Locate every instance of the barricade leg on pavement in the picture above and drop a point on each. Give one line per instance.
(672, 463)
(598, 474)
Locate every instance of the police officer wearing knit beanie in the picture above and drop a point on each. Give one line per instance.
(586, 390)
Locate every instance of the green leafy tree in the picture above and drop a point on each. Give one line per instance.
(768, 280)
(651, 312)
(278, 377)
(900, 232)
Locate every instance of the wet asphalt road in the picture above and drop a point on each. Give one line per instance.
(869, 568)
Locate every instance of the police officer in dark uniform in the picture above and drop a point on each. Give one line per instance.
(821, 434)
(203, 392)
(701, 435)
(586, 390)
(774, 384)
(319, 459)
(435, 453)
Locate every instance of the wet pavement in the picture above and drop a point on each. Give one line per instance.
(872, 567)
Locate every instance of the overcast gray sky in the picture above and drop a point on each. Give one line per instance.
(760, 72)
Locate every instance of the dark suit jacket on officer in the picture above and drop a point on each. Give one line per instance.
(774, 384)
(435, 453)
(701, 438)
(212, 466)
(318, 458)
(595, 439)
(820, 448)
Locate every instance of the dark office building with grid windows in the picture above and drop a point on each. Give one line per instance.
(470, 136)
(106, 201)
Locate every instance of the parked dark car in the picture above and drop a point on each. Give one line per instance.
※
> _PROBLEM REQUIREMENTS_: Update every row above by changing "police officer" to "patrol officer" throughout. Leave everything else unchanged.

> _OUTPUT OF THE TASK_:
Locate every instance of the barricade leg on pavement in the picture above and drop a point on each. Give one line per instance.
(672, 463)
(598, 474)
Locate every instance of the patrol officer wearing knit beanie in the picture above and drop a point on each. Give one line per instance.
(586, 390)
Locate every instance of the green leafy tree in the picture above and drop a point on each. Give one line per instance.
(768, 280)
(651, 312)
(278, 377)
(900, 232)
Locate every instance of the wet asphalt road in the picture above and drop a point on each. Give one line per instance.
(869, 568)
Locate every instance of the patrol officer in dark uniform in the picture above and drop a point on each. Give one line per instance.
(821, 434)
(203, 392)
(701, 435)
(586, 390)
(774, 384)
(319, 459)
(435, 453)
Locate every instance of the wet pavement in the picture above and drop a point on each. Give one line per instance.
(872, 567)
Locate every instance of the overcast gray sky in the picture above and drop a point on each. Give one line per instance.
(760, 72)
Locate every instance of the dark suit jacket on officer in the picture above and drop a point on each. Give one line per instance.
(774, 384)
(435, 453)
(701, 438)
(212, 466)
(318, 458)
(595, 439)
(820, 448)
Locate every instance of the dark office building with grid windows in the picture above and drop a point on each. Give one line per instance.
(470, 136)
(106, 201)
Locate every instance of the parked dark car in the picture above and drop a point on each. Give one line per instance.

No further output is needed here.